- PASSAGE GIVEN:
While perusing the complaint that was filed with our recent lawsuit, I came across the word conversion. Although I was familiar with the word, I had a need to understand it from a legal standpoint. What I discovered was shocking.
What I discovered was that the banks are also victimizing the sufferers of natural disasters. Most banks are taking the monies and applying it to the homeowner’s note, instead of relinquishing the monies to make the repairs or rebuild the properties of these affected proprietors; thereby destroying communities through their conversion of funds. I, as a homeowner, have always been under the supposition that homeowners’ insurance monies were to be used to repair and/or rebuild the investment; wrong again. These banks are allowed to withhold the monies; some doling it out in small stipends; forcing homeowners to deplete their savings in order to get necessary repairs in order to save their properties from further damage.

- RAW DATA:

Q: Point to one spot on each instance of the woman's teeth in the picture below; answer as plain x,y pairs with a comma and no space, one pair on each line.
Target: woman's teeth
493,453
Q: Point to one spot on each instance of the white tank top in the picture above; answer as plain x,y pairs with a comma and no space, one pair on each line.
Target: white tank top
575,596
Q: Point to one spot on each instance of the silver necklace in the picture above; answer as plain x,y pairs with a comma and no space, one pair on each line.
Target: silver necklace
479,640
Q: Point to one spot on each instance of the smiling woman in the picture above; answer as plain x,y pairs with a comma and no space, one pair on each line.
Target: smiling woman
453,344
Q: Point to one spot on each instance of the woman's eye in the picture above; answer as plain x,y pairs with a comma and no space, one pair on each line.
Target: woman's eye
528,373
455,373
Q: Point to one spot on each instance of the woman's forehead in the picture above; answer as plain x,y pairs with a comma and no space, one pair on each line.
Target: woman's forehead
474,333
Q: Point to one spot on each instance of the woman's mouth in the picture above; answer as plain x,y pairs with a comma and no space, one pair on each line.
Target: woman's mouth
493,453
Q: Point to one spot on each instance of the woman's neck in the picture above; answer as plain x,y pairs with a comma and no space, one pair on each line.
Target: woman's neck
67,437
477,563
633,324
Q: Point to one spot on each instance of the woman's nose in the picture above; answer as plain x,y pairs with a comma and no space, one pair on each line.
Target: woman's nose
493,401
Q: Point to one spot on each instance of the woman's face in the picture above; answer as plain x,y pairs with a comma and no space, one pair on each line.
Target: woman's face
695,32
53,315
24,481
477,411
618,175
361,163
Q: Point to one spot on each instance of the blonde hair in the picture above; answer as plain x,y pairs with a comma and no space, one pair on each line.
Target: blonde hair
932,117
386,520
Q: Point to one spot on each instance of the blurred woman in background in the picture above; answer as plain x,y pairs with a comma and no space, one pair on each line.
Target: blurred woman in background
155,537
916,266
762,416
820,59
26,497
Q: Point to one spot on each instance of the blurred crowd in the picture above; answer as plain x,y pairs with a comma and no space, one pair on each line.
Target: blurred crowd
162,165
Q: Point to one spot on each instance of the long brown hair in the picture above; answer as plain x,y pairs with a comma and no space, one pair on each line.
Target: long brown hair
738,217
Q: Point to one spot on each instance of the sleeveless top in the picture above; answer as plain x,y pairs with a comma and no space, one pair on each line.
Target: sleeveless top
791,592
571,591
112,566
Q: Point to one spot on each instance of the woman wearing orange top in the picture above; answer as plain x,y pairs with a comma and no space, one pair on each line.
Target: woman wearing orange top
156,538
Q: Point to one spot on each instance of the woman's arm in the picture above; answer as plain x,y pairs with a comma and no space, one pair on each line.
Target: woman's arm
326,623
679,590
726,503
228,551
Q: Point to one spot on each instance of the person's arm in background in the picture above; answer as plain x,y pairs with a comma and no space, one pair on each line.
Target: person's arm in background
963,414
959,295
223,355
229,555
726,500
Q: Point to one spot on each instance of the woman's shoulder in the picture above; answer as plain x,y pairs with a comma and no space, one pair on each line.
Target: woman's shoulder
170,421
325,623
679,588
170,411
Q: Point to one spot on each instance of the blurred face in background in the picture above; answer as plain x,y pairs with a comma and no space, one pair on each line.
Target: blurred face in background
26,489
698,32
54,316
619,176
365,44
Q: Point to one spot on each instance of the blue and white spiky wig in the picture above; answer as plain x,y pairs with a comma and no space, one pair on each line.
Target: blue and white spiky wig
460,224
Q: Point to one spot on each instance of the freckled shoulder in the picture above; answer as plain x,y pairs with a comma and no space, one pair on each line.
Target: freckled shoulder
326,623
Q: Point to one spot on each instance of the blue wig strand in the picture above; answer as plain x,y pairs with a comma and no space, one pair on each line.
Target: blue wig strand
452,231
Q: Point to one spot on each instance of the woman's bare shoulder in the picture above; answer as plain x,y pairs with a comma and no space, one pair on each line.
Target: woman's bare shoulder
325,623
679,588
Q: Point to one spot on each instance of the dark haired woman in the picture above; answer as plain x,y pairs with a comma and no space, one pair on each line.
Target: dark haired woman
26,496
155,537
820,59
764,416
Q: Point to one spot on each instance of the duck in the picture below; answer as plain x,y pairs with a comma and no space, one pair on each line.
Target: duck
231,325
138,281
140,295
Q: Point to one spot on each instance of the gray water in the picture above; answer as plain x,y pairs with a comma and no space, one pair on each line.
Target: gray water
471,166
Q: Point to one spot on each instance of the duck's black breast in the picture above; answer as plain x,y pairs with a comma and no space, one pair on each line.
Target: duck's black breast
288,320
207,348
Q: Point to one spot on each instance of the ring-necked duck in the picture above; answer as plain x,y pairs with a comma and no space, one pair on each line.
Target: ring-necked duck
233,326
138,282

- INSTRUCTION 1:
According to the passage on banks and homeowners' insurance money, why are homeowners forced to deplete their savings?
- INSTRUCTION 2:
Echo the records starting at the line that contains "Q: Point to one spot on each instance of the ring-necked" and continuing through the last line of the records, with both ends included.
The text and the records were taken from unrelated sources.

- FULL RESPONSE 1:
Banks withhold the insurance monies, and some release them only in small stipends. Homeowners therefore have to spend their own savings on the repairs needed to save their properties from further damage.

- FULL RESPONSE 2:
Q: Point to one spot on each instance of the ring-necked duck in the picture above; answer as plain x,y pairs with a comma and no space, one pair on each line.
Target: ring-necked duck
233,326
138,282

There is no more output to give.